→ Problem to solve
Using the listing beneath this task, count the lines with the word "pedestal" and write only the result.

→ Provided entries

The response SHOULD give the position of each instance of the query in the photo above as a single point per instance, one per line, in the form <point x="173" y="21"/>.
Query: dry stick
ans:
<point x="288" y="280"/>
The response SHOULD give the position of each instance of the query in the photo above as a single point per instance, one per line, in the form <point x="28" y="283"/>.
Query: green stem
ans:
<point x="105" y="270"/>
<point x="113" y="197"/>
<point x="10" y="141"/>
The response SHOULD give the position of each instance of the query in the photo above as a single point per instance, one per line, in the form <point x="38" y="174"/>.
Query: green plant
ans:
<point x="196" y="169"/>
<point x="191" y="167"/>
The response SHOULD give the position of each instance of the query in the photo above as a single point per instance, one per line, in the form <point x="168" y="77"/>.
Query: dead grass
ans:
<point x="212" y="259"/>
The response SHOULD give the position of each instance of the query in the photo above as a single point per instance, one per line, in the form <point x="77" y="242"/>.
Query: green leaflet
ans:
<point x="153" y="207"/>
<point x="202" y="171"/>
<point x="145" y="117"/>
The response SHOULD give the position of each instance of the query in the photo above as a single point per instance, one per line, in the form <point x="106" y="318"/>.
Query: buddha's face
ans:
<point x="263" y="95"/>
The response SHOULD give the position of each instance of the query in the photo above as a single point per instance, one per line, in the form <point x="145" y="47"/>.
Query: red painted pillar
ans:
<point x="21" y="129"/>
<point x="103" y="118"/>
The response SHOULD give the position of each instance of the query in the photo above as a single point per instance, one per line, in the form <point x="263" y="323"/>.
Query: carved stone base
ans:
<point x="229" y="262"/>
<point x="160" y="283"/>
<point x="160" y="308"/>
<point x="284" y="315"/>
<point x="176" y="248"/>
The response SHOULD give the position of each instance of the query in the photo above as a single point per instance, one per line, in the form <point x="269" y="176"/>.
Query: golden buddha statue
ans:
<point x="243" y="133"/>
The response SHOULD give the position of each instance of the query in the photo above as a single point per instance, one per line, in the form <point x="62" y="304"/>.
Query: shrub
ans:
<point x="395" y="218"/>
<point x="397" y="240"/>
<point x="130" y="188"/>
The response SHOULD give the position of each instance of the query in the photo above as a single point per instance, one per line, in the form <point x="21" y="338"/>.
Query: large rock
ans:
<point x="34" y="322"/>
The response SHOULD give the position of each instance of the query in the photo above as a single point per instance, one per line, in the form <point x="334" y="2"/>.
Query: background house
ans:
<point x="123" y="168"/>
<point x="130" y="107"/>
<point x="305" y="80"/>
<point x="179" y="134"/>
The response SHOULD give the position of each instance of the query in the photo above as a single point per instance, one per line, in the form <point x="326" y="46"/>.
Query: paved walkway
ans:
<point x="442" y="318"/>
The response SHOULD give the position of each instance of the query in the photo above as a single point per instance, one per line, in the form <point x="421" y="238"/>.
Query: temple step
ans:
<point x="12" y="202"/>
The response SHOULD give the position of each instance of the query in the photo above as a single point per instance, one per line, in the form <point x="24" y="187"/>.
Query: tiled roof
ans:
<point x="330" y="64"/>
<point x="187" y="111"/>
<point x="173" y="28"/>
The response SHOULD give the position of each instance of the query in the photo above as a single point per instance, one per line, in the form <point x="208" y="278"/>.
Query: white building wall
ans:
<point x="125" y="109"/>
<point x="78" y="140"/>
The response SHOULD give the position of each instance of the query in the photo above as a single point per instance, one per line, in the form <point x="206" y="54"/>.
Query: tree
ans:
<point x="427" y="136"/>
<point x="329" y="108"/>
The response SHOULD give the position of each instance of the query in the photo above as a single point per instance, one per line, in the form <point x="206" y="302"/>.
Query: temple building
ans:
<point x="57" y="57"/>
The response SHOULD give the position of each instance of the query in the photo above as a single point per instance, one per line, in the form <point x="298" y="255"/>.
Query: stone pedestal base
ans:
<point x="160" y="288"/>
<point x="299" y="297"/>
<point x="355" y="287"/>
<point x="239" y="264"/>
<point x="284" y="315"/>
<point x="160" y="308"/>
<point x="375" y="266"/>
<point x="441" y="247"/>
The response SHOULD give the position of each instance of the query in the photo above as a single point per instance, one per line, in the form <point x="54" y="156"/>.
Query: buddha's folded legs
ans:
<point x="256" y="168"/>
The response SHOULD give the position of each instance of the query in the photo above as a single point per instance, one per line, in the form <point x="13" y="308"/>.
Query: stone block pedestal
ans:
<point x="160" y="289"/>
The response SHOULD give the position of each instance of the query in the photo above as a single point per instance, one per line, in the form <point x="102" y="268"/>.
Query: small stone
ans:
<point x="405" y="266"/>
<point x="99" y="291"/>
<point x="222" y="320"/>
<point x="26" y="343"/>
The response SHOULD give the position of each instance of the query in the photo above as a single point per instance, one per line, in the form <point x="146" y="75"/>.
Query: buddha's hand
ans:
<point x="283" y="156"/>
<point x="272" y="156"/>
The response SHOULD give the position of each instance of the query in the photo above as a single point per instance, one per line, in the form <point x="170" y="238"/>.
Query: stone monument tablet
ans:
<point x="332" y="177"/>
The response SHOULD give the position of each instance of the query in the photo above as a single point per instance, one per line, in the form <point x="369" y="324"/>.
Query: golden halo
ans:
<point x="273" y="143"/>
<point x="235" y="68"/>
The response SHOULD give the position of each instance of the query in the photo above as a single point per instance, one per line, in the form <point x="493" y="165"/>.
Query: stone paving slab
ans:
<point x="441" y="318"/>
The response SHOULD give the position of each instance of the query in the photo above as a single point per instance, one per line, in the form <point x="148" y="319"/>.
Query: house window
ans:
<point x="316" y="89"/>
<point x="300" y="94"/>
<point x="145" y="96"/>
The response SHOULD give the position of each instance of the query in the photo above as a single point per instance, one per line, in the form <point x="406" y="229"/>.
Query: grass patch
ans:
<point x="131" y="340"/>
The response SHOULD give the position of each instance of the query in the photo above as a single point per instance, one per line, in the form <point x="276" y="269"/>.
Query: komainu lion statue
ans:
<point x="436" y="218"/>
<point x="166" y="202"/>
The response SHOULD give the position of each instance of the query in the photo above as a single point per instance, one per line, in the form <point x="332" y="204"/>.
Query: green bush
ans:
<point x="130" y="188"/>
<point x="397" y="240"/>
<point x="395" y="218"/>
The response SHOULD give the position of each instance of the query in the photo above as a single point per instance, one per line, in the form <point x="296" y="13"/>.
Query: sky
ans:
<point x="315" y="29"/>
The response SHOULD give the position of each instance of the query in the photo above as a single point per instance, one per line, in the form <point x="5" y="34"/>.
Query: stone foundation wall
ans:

...

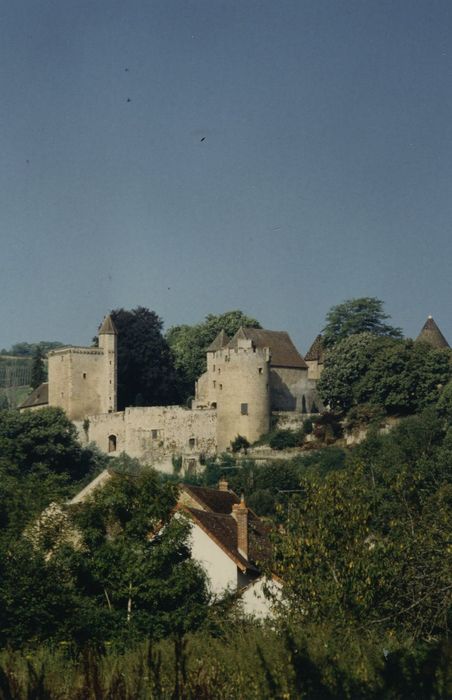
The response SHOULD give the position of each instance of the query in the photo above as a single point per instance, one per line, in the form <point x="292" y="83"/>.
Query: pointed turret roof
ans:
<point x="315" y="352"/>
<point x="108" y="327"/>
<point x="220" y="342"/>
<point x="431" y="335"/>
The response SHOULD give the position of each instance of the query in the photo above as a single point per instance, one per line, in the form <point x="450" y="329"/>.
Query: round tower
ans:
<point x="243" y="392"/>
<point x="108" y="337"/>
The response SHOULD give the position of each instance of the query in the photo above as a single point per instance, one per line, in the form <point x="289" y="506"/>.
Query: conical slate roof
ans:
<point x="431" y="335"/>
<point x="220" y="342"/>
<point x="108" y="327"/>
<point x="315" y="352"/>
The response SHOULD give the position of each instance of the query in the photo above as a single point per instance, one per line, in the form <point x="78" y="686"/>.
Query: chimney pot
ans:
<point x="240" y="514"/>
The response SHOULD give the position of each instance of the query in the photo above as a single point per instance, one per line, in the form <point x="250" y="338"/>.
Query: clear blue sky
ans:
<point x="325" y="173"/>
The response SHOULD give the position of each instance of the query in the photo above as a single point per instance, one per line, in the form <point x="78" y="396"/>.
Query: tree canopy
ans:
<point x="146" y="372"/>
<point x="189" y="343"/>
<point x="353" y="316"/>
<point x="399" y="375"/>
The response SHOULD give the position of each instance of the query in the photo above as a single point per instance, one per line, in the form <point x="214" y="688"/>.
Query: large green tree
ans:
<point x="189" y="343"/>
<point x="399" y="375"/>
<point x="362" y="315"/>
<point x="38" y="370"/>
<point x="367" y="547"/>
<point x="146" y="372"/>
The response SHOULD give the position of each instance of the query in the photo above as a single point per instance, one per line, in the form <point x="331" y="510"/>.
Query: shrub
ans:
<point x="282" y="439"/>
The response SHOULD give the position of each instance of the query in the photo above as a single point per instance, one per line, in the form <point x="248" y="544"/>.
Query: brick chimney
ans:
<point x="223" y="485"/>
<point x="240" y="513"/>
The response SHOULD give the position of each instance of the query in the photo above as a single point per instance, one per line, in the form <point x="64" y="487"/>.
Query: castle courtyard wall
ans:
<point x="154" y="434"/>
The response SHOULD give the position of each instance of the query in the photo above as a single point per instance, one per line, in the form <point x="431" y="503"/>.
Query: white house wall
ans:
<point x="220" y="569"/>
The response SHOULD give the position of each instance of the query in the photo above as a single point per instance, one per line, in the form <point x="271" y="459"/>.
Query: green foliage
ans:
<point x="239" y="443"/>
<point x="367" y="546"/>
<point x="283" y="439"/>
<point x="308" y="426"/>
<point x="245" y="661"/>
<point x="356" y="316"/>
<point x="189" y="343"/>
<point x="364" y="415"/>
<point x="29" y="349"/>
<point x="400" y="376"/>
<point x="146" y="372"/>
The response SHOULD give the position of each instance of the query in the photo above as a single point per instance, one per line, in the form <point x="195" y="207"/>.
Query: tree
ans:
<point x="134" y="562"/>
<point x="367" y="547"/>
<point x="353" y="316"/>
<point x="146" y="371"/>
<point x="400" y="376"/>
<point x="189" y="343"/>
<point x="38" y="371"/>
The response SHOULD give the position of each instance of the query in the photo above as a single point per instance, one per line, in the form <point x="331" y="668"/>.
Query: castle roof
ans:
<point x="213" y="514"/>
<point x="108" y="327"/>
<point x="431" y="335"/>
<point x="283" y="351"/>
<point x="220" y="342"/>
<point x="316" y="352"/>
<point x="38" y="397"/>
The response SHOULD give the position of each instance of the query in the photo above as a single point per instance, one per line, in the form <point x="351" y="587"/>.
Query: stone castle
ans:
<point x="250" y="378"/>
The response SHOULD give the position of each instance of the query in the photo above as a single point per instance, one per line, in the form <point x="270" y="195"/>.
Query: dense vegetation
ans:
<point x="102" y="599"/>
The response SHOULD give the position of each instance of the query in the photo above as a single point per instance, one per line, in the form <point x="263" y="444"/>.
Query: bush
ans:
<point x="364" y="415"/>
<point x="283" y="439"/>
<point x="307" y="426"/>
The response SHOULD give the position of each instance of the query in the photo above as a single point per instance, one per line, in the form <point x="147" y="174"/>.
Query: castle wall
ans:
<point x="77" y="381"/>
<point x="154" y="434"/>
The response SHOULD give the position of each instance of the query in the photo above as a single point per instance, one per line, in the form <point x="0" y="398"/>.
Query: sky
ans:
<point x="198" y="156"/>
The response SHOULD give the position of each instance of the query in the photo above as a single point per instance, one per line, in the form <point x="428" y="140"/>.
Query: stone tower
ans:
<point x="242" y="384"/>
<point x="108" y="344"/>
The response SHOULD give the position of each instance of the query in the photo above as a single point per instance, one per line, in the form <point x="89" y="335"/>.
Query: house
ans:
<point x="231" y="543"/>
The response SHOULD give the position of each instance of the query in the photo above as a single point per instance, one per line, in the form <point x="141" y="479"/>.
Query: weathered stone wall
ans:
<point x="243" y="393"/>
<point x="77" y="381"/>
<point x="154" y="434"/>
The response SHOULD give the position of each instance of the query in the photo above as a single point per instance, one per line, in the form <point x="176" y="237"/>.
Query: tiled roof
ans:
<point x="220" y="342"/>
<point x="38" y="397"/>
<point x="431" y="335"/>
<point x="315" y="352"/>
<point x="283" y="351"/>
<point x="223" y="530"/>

→ Response to the exercise
2